___ SUPPLIED INFORMATION ___
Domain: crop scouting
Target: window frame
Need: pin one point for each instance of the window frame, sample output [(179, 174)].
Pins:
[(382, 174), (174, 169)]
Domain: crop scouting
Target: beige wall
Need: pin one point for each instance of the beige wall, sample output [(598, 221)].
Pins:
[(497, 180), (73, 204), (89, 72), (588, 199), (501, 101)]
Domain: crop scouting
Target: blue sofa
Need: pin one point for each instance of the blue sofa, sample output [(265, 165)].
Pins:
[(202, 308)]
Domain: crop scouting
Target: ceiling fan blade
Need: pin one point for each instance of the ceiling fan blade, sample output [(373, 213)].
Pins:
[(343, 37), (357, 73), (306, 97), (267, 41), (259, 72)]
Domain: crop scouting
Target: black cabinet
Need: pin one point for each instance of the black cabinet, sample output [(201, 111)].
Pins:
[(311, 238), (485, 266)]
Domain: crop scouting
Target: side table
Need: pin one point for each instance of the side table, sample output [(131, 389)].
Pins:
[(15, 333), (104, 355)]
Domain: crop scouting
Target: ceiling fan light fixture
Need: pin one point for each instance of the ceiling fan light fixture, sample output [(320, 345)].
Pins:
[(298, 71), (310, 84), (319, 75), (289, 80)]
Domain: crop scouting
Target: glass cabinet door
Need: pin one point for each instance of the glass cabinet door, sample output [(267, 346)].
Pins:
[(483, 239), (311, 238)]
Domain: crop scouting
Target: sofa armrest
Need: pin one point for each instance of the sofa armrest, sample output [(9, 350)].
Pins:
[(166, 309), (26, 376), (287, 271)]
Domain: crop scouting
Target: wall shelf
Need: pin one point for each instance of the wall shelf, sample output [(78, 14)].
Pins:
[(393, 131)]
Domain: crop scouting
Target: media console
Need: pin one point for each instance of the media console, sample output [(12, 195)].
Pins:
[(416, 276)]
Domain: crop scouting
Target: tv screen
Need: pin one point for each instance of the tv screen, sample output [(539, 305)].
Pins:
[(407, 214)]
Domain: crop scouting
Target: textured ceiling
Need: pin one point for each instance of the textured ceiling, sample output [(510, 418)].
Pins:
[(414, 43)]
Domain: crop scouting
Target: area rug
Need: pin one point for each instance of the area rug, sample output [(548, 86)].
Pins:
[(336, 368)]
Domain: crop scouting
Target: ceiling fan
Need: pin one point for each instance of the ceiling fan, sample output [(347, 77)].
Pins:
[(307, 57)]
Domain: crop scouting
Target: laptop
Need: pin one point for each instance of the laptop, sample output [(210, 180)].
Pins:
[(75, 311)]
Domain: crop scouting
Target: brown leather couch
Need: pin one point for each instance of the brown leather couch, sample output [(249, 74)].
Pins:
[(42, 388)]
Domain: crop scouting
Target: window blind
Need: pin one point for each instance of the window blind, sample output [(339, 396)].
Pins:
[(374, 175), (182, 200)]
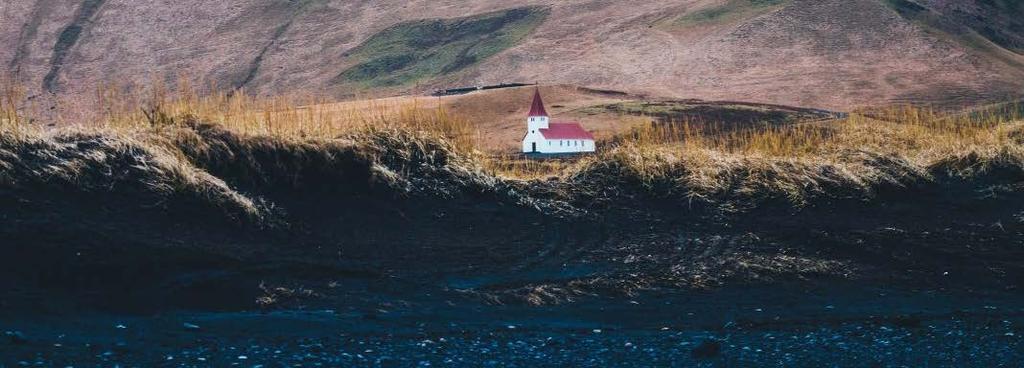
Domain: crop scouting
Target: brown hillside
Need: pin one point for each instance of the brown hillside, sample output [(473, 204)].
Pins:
[(825, 53)]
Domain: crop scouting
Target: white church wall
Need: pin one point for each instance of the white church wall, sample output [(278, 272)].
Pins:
[(564, 146)]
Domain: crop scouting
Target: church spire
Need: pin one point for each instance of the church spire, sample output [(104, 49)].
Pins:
[(538, 108)]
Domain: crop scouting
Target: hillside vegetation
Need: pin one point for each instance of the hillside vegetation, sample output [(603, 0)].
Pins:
[(181, 182), (835, 54), (420, 50)]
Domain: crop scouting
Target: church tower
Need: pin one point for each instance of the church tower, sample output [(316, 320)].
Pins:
[(538, 118)]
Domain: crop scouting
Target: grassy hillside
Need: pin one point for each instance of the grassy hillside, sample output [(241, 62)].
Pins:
[(420, 50), (730, 11), (994, 31)]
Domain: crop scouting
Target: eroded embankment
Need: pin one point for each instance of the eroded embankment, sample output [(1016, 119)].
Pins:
[(198, 216)]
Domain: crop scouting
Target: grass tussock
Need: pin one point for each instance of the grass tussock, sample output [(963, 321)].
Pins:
[(850, 157), (290, 142)]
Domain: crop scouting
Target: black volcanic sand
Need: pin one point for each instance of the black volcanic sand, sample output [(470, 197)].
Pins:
[(348, 272), (839, 325)]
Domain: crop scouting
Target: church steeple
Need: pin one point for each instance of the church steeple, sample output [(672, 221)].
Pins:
[(538, 108)]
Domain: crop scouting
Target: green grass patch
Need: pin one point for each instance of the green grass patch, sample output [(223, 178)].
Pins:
___
# TASK TO CARRY OUT:
Output all of the lines above as a JSON list of strings, with one string per line and blank lines skipped. Leave any pictures out of your answer.

# RESULT FOR THIS TASK:
[
  "Domain: crop scouting",
  "Target: window frame",
  "Need: pin one point for each instance of the window frame, sample output [(179, 174)].",
  "Pins:",
  "[(382, 174), (174, 169)]",
  "Domain: crop scouting",
  "Target: beige wall",
  "Need: pin one point for each instance of the beige wall, sample output [(598, 221)].",
  "Pins:",
  "[(497, 180), (73, 204), (89, 72), (588, 199), (501, 101)]",
  "Domain: crop scouting",
  "Target: blue sofa",
  "Need: pin one point for each instance of the blue sofa, sample output [(265, 165)].",
  "Pins:",
  "[(202, 308)]",
  "Domain: crop scouting",
  "Target: ceiling fan blade",
  "Need: pin one point for each instance of the ceiling fan blade, sample output [(373, 213)].",
  "Pins:",
  "[(343, 37), (357, 73), (306, 97), (267, 41), (259, 72)]",
  "Domain: crop scouting",
  "Target: black cabinet",
  "Need: pin one point for each instance of the black cabinet, sample output [(201, 111)].",
  "Pins:",
  "[(311, 238), (485, 266)]",
  "Domain: crop scouting",
  "Target: side table",
  "Need: pin one point for each instance of the side table, sample output [(131, 389)].",
  "Pins:",
  "[(15, 333), (104, 355)]",
  "Domain: crop scouting",
  "Target: ceiling fan light fixture",
  "Need: pin one point for each instance of the ceiling fan light fixture, sample output [(320, 345)].",
  "Pins:",
  "[(298, 71), (310, 84), (319, 75), (289, 80)]",
  "Domain: crop scouting",
  "Target: glass cabinet door",
  "Need: pin one point for each instance of the glass cabinet door, sample output [(267, 346)].",
  "Pins:",
  "[(483, 239), (311, 238)]",
  "Domain: crop scouting",
  "Target: sofa armrest",
  "Need: pin one point for each instance of the sofa armrest, sample output [(9, 350)].",
  "Pins:",
  "[(166, 309), (26, 376), (287, 271)]",
  "Domain: crop scouting",
  "Target: wall shelf",
  "Need: pin one point for each instance of the wall shelf, sample output [(78, 14)].",
  "Pins:",
  "[(393, 131)]",
  "Domain: crop scouting",
  "Target: media console",
  "Need: pin one point for each instance of the media console, sample output [(12, 195)].",
  "Pins:",
  "[(416, 276)]",
  "Domain: crop scouting",
  "Target: tv screen",
  "Need: pin one point for each instance of the tv screen, sample output [(539, 305)].",
  "Pins:",
  "[(407, 214)]",
  "Domain: crop scouting",
  "Target: textured ceiling",
  "Need: pin one point for each instance of the textured ceiling, sample output [(510, 418)].",
  "Pins:",
  "[(414, 43)]",
  "Domain: crop scouting",
  "Target: area rug",
  "Need: pin one point for each instance of the area rug, sample output [(548, 86)].",
  "Pins:",
  "[(336, 368)]",
  "Domain: crop scouting",
  "Target: ceiling fan",
  "Need: pin one point for each instance of the ceiling fan, sample output [(347, 77)].",
  "Pins:",
  "[(307, 57)]",
  "Domain: crop scouting",
  "Target: laptop",
  "Need: pin one point for each instance of the laptop, sample output [(210, 180)].",
  "Pins:",
  "[(75, 311)]",
  "Domain: crop scouting",
  "Target: brown leather couch",
  "Need: pin one point for each instance of the brown leather couch, sample output [(249, 74)].",
  "Pins:",
  "[(42, 388)]",
  "Domain: crop scouting",
  "Target: window blind",
  "Need: pin one point for each instance of the window blind, sample output [(339, 396)].",
  "Pins:",
  "[(374, 175), (182, 200)]",
  "Domain: crop scouting",
  "Target: brown hillside",
  "Need: pin one point for each instance of the brown hillside, sample output [(473, 204)].",
  "Pins:",
  "[(825, 53)]",
  "Domain: crop scouting",
  "Target: white church wall",
  "Need: pin one point for each instance of the white church wall, sample output [(278, 272)].",
  "Pins:",
  "[(564, 146)]",
  "Domain: crop scouting",
  "Target: church spire",
  "Need: pin one point for each instance of the church spire, sample output [(104, 49)].",
  "Pins:",
  "[(538, 108)]",
  "Domain: crop scouting",
  "Target: hillside vegetation",
  "Need: pin one point for each instance of the hillside vegetation, sample output [(603, 0)].",
  "Pins:",
  "[(181, 182), (835, 54), (420, 50)]",
  "Domain: crop scouting",
  "Target: church tower",
  "Need: pin one point for each instance of the church tower, sample output [(316, 320)].",
  "Pins:",
  "[(538, 118)]",
  "Domain: crop scouting",
  "Target: grassy hillside",
  "Need: pin one point for each instance of the grassy hillside, sample output [(241, 62)].",
  "Pins:",
  "[(420, 50), (730, 11), (994, 31)]",
  "Domain: crop scouting",
  "Target: eroded embankment",
  "Need: pin one point for each instance of the eroded embankment, sample output [(1016, 119)].",
  "Pins:",
  "[(198, 216)]",
  "Domain: crop scouting",
  "Target: grass tussock",
  "Need: pin one point for each instance of the grass tussock, sample output [(963, 321)].",
  "Pins:",
  "[(850, 157), (290, 142)]",
  "Domain: crop scouting",
  "Target: black volcanic sand",
  "Need: pin one point for each instance of the black volcanic sand, sample output [(470, 197)].",
  "Pins:",
  "[(348, 272), (839, 325)]",
  "Domain: crop scouting",
  "Target: church steeple",
  "Need: pin one point for each instance of the church steeple, sample output [(672, 221)].",
  "Pins:",
  "[(538, 108)]",
  "Domain: crop scouting",
  "Target: green grass patch",
  "Need: pin one point for each instance of the green grass patch, sample output [(223, 178)].",
  "Pins:"
]